§ Work instruction:
Leave out every line before the one that contains "# report the position of each instance of the tree as". Please restate that line and the rest of the data word for word, through the end.

§ Dataset records:

****************

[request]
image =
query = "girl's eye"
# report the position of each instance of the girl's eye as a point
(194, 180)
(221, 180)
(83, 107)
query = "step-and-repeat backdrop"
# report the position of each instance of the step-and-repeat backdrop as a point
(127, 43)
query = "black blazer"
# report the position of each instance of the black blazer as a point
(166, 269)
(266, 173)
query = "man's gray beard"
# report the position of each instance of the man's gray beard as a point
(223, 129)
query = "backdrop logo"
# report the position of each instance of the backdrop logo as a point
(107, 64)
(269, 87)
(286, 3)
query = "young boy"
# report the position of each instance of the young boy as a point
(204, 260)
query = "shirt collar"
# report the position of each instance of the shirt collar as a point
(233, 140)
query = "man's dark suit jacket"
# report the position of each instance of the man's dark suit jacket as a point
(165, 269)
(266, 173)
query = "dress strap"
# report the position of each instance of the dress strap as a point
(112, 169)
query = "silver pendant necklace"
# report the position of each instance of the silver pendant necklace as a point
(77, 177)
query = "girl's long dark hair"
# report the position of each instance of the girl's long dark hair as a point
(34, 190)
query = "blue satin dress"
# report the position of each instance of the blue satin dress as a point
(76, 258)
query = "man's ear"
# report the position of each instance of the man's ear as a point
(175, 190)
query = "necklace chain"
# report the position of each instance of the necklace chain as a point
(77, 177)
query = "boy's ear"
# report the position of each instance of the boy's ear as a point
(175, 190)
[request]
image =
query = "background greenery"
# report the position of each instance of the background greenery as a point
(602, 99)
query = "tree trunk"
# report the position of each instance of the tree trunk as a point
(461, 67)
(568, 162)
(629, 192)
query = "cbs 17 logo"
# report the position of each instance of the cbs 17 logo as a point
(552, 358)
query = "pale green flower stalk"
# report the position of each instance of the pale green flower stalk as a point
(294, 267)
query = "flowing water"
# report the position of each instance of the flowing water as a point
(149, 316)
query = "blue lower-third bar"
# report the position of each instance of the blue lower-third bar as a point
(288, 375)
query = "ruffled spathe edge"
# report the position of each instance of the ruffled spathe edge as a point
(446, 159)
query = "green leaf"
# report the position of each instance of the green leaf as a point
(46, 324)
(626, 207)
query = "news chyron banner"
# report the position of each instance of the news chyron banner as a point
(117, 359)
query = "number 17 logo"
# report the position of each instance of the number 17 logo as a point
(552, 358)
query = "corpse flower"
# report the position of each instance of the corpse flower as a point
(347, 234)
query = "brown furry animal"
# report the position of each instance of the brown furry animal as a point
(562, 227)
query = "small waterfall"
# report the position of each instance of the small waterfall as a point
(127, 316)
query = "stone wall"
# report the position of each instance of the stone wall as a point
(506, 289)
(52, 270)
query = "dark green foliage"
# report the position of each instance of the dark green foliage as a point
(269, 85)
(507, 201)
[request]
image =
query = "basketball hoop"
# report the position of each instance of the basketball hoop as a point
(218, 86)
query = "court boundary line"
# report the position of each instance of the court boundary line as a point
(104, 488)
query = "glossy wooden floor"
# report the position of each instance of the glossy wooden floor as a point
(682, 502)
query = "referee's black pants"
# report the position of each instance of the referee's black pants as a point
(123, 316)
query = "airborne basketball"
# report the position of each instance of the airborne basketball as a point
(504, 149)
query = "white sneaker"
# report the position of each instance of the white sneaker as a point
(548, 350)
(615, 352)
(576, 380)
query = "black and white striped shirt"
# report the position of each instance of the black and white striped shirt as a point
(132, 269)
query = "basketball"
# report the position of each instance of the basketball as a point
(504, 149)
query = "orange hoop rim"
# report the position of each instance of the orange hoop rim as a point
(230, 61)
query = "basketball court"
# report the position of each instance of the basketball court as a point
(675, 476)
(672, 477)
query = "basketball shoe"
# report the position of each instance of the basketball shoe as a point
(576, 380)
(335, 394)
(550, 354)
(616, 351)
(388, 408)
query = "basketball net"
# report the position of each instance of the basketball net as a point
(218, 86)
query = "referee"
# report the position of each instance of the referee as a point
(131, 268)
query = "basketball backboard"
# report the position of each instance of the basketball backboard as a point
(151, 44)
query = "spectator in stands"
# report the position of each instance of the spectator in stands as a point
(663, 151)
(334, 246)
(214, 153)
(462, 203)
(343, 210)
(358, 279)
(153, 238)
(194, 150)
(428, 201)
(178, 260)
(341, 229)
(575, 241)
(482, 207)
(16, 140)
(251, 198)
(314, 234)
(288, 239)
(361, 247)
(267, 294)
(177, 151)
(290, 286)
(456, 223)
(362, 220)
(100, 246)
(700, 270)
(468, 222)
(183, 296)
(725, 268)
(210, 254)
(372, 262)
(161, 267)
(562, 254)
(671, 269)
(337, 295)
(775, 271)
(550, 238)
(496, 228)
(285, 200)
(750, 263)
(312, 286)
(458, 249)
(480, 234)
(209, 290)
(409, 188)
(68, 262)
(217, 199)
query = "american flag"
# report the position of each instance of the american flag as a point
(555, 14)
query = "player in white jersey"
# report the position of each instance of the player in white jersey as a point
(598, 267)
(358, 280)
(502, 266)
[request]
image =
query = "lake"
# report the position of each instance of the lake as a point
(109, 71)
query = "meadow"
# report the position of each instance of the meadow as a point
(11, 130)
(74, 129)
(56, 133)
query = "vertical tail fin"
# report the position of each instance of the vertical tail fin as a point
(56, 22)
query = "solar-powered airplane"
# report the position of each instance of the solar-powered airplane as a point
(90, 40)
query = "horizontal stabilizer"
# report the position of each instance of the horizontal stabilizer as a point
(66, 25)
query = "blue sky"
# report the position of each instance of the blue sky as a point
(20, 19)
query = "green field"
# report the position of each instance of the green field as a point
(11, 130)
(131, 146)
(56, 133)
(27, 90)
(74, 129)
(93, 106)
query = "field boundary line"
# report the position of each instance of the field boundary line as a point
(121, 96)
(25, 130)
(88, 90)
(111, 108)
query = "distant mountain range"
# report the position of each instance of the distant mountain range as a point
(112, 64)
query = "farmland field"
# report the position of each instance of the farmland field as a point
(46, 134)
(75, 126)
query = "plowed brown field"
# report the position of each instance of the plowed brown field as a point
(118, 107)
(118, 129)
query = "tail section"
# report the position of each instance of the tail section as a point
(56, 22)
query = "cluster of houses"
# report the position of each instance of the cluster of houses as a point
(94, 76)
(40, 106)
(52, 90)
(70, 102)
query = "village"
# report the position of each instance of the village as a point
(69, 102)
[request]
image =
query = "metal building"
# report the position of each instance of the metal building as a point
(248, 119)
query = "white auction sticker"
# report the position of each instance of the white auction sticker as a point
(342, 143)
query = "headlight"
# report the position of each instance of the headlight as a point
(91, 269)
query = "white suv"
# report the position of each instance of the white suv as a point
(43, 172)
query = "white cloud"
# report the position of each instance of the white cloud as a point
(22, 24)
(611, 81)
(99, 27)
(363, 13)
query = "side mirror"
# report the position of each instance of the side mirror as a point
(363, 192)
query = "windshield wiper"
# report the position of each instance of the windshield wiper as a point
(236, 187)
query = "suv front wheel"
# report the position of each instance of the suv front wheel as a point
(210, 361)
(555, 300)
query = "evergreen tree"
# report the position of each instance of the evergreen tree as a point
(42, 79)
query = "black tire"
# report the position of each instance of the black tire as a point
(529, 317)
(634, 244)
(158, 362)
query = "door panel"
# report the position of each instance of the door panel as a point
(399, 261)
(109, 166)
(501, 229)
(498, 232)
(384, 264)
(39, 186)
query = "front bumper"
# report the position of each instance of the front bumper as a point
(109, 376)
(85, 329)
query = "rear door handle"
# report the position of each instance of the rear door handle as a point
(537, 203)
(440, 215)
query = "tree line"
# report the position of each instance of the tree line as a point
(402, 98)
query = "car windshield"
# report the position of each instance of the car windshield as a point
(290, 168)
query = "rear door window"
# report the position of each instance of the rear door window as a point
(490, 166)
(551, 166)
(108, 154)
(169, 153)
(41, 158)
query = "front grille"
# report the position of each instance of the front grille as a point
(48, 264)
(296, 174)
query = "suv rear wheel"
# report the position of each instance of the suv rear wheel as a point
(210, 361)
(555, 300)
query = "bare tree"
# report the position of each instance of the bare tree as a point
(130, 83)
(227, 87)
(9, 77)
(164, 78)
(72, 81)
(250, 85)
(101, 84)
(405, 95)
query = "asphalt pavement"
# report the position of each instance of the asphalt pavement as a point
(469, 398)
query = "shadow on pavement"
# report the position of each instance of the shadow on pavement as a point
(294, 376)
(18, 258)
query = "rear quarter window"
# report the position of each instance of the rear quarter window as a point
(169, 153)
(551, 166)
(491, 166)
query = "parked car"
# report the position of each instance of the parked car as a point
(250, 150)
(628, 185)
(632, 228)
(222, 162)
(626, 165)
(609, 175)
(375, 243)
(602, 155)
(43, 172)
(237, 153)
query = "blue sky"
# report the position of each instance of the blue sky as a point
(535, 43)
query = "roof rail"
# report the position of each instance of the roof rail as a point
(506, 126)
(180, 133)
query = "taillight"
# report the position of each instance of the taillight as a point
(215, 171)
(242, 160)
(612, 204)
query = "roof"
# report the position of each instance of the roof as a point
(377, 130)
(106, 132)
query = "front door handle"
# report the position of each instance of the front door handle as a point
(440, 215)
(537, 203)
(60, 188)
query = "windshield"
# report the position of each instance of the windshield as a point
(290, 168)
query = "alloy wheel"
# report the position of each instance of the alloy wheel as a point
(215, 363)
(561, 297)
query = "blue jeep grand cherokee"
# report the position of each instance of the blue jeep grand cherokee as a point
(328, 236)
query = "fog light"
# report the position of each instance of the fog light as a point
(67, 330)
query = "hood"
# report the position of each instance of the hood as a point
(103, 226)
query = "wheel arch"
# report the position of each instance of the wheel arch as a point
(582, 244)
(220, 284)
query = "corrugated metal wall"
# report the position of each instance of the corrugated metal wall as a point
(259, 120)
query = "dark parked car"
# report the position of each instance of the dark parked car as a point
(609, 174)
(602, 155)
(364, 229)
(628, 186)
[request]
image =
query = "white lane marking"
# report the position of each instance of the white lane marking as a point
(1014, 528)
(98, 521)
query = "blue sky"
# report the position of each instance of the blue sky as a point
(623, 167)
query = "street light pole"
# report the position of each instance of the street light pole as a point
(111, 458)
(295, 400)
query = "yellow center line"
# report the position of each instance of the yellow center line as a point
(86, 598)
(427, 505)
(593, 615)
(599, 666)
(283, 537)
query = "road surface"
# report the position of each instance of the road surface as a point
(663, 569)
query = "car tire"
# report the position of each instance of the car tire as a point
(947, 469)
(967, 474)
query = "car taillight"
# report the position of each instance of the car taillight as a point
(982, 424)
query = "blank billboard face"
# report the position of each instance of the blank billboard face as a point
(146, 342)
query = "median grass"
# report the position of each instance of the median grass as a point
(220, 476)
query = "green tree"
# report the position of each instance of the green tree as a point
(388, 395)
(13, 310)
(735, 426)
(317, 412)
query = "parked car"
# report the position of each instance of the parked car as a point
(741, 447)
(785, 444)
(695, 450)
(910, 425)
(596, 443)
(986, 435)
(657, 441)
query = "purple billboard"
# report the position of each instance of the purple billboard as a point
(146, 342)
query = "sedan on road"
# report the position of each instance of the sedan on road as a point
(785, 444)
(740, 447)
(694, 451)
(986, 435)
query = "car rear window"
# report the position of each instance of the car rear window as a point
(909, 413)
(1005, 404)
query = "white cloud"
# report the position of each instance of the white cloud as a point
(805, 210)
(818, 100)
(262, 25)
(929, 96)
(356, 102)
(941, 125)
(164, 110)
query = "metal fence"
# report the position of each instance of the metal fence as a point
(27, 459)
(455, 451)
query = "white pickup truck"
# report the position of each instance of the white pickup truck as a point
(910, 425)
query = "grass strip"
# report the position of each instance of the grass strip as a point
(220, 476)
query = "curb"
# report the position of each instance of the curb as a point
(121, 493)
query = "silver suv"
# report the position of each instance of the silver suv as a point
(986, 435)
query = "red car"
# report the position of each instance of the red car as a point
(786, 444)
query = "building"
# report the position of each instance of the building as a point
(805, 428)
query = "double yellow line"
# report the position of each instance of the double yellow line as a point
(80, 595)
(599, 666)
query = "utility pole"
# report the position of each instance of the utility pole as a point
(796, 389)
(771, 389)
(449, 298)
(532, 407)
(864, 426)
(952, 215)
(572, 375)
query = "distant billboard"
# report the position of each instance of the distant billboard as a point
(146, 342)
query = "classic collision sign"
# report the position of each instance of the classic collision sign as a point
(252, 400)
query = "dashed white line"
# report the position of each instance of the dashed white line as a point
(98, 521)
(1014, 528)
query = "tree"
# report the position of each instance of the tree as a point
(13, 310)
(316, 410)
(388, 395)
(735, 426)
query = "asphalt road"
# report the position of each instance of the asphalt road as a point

****************

§ Exercise output:
# report the position of each instance of the tree as a point
(13, 310)
(316, 410)
(388, 395)
(735, 426)
query = "asphalt road"
# report the position of each instance of the asphalt road as a point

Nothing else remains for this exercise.